» Tareas propuestas
a. Reproduce literalmente el fragmento de la anécdota de la mili que se abre con las palabras que contienen "Cosas de la" y se cierra con "y yo mismo.".
b. Prolonga la anécdota de la mili a partir de su última frase.

08 febrero 2009

Cosas de la mili II

- - - - - - - - - - - - - - Torre del Oro. Sevilla - - - - - - - - - - - - - - - -


Recuerdo muy bien otra anécdota graciosa que ocurrió en el cuartel de la calle Baños, número 50 porque los protagonistas de tan hilarante suceso fuimos el capitán de la bomba tónica y yo mismo.

El día de autos me adjudicaron servicio como escribiente de guardia en el despacho habilitado al efecto. A eso de la media tarde, cuando ya el cuartel se había vaciado de gente a excepción del personal de guardia, atendí al teléfono en respuesta a una llamada de alguien que formuló una pregunta de rutina. Nada más colgar el aparato me tropecé con dos severos ojos que destacaban de la silueta del capitán que, plantado en el umbral de la puerta del despacho, movía la cabeza y me apuntaba con un amenazante dedo índice. ¡Tú; eras tú! ¡Te pillé!, masculló victorioso. Resulta que por aquellos días, los oficiales de guardia iban tras las huellas de un listillo que hacía llamadas de larga duración a su novia después de forzar el candado que custodiaba la línea telefónica.

Con el sabor del triunfo por haber cazado al intruso, me llevó casi de la oreja ante el Jefe de guardia y después de cuadrarse ante él le transmitió grave la hazaña del soldadito: mi comandante, ya he pillado al de las llamadas de teléfono; es éste con cara de pillín. El comandante al que hacía una media hora que le acababa de entregar un par de listados que me había pedido, rió con ganas. Y encarándolo le dijo: capitán, ¿no ve que el soldado está de servicio?, ¿cómo no va a atender el teléfono? El pobre capitán que ignoraba este dato porque ni preguntó ni me dejó que se lo explicara, pidió permiso y se retiró avergonzado.

» Filas de datos
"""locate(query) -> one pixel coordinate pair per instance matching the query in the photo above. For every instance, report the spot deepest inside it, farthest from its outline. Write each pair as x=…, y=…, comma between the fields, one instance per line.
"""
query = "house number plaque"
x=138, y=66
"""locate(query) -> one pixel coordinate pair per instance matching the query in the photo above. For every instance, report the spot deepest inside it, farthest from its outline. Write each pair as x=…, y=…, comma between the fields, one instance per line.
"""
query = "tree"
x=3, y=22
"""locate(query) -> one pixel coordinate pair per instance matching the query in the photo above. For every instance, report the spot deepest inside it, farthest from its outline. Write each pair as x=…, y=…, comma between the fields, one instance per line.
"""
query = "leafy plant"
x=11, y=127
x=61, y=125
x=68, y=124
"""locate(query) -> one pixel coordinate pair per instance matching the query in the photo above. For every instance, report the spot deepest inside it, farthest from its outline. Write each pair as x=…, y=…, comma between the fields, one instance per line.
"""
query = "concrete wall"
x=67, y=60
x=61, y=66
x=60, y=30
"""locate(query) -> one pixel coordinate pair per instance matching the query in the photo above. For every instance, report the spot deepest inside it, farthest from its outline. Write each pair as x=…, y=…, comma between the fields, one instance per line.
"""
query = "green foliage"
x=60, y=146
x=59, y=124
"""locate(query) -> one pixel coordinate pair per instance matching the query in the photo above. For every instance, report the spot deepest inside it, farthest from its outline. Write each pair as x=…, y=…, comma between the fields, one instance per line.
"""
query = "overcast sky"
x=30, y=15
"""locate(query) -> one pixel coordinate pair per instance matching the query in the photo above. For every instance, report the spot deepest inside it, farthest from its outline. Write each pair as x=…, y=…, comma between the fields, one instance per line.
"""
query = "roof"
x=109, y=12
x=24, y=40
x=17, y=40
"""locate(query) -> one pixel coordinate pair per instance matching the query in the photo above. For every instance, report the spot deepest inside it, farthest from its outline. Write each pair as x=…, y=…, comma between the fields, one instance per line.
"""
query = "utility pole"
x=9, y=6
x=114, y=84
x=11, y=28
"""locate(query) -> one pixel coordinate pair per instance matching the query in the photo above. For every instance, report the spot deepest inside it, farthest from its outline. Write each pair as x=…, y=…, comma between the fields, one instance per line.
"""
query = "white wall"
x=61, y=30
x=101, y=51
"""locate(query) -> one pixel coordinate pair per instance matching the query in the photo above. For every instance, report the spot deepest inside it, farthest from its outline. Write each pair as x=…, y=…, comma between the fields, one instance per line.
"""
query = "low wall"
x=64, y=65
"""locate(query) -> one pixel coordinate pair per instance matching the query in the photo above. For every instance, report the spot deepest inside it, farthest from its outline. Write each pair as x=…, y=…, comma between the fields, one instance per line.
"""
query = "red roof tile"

» Respuestas por tarea
a.
Cosas de la mili II

- - - - - - - - - - - - - - Torre del Oro. Sevilla - - - - - - - - - - - - - - - -


Recuerdo muy bien otra anécdota graciosa que ocurrió en el cuartel de la calle Baños, número 50 porque los protagonistas de tan hilarante suceso fuimos el capitán de la bomba tónica y yo mismo.

b.
Por la noche nos partíamos de risa, mi amigo Pedro el murciano del que se calléis y yo a cuenta de las hazañas del capitán de la bomba tónica (por cierto, nunca supimos si era de naranja o de limón). Para concluir el aderezo de las risas me contó que había estado callejeando hasta dar con la torre del loro, que así llamó a lo que no es sino la que desde 1221 en que fue construida se llamó Torre del Oro, a la cual se llega a pie a través de la calle Redes, luego Gravina, Marqués de Paradas, Reyes Católicos y al final del Paseo de Cristóbal Colón, junto al río Guadalquivir, se alza la famosa torre tantas veces fotografiada por los turistas. Aún hoy lo veo decir, torre del loro y estallo en risas.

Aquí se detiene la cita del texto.